CHALLENGE 1:
Do these statements agree with the FDA excerpt on vending machine labeling below? (a) A package whose principal display panel measures 20 square inches needs a net quantity declaration at least one-eighth inch tall. (b) Lettering molded on a plastic surface may be one-sixteenth inch smaller than printed lettering. (c) FDA evaluated three other approaches for providing visible nutrition information. Answer yes or no for each, and quote the deciding words.
CHALLENGE 2:
Carry on the FDA excerpt on vending machine labeling below from the point where it stops.

SOURCE:

Data and information currently available to FDA indicate that the proposed rule is consistent with some existing voluntary FOP calorie declarations currently used on food product labels and it is feasible for other foods that may be sold in vending machines. We also evaluated two other approaches for providing visible nutrition information that would meet the criteria in section 403(q)(5)(H)(viii) of the FD&C Act, such that the food would not be subject to the vending machine calorie labeling requirements. We invite comment on these two alternative approaches, described more fully below.Start Printed Page 32224

1. Alternative Approach A—At Least 100 Percent of the Size of the Net Quantity of Contents Declaration

The first alternative approach would be to require the visible nutrition information to be in a type size that is at least 100 percent of the size of the net quantity of contents declaration. Our existing food labeling regulations for packaged foods, at 21 CFR 101.7(i), require that the declaration of net quantity be in letters and numerals in a type size that is established in relation to the area of the principal display panel of the package and that the declaration be uniform for all packages of substantially the same size. The regulation prescribes the following size specifications for net quantity declarations:

  • Not less than one-sixteenth inch in height on packages the principal display panel of which has an area of 5 square inches or less;
  • Not less than one-eighth inch in height on packages the principal display panel of which has an area of more than 5 but not more than 25 square inches;
  • Not less than three-sixteenths inch in height on packages the principal display panel of which has an area of more than 25 but not more than 100 square inches; and
  • Not less than one-fourth inch in height on packages the principal display panel of which has an area of more than 100 square inches, except not less than 1/2 inch in height if the area is more than 400 square inches.

If the declaration is blown, embossed, or molded on a glass or plastic surface rather than by printing, typing, or coloring, then the lettering sizes are to be increased by one-sixteenth of an inch.

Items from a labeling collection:

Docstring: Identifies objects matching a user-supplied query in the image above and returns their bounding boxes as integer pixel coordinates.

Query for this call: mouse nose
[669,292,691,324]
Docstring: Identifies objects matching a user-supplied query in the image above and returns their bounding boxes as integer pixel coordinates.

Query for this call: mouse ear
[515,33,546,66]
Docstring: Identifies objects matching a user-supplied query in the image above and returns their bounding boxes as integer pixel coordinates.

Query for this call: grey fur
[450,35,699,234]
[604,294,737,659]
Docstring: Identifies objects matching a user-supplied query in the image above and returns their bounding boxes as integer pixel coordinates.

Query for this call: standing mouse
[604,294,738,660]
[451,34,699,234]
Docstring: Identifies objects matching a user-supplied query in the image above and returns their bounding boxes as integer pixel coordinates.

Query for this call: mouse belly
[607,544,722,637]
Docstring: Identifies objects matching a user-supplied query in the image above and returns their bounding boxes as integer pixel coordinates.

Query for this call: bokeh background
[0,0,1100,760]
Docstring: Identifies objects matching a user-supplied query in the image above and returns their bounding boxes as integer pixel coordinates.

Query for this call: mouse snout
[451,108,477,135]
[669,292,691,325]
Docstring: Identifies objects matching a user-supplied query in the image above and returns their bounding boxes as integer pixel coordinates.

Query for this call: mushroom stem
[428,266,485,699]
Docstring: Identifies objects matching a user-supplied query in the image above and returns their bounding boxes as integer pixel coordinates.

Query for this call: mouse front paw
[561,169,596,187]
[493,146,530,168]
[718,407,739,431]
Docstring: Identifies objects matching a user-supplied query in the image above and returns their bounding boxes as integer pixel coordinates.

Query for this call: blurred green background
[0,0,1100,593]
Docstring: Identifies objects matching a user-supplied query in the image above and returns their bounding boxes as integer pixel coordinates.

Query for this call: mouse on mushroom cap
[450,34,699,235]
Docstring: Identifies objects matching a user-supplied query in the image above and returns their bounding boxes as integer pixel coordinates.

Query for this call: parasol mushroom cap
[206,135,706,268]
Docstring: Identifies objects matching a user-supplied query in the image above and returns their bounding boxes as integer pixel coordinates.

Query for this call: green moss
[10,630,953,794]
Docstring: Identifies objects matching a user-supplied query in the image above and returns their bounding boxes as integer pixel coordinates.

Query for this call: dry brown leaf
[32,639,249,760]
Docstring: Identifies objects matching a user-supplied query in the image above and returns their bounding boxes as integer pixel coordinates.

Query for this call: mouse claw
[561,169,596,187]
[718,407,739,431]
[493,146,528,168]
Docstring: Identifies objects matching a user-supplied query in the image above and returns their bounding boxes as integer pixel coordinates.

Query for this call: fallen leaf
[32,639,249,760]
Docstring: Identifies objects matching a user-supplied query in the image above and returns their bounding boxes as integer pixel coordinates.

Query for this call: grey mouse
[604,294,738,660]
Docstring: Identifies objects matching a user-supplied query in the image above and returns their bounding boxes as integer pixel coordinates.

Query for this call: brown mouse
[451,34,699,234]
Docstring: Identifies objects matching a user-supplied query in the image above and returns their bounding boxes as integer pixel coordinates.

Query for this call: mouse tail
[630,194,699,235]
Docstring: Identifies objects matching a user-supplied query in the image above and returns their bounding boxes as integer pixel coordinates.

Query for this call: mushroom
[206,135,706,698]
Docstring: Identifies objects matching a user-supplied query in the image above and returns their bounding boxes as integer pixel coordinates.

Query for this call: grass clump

RIGHT ANSWER 1:
(a) Yes: "Not less than one-eighth inch in height on packages the principal display panel of which has an area of more than 5 but not more than 25 square inches"
(b) No: "the lettering sizes are to be increased by one-sixteenth of an inch"
(c) No: "We also evaluated two other approaches"

RIGHT ANSWER 2:
We considered requiring the visible nutrition information to be in a type size that is at least 100 percent of the size of the net quantity of contents declaration on the front of the package; in other words, the visible nutrition information would, at a minimum, be the same size as the net quantity of contents declaration. We invite comment on the impact of meeting the visible nutrition information criteria, required under section 403(q)(5)(H)(viii) of the FD&C Act, especially on food in smaller packages, such as small candy bars or single serve bags of nuts, that are sold in glass front vending machines under this alternative approach where the FOP calorie declaration is at least the same size as the net quantity of contents declaration.

FDA invites comment on the advantages and disadvantages of this alternative.

2. Alternative Approach B—Not Specifying Any Size

The second alternative approach would be to not specify any size for the visible nutrition information. This option would give the packaged food industry considerable flexibility in deciding how large—or how small—voluntary FOP calorie labeling could be, and may reduce the need for packaging changes for some manufacturers. We note that in developing the final vending machine labeling rule, we considered, but disagreed with comments asking that we omit requirements for prominence or type size of FOP calorie disclosures. As we discussed in the preamble to that final rule, “When a vending machine food is in a vending machine, a prospective purchaser cannot handle the product to make it easier for the purchaser to read the nutrition information. Therefore, `visible nutrition information' on the front of package must be large enough, and prominent enough, for prospective purchasers to see and use the information” (79 FR 71259 at 71269).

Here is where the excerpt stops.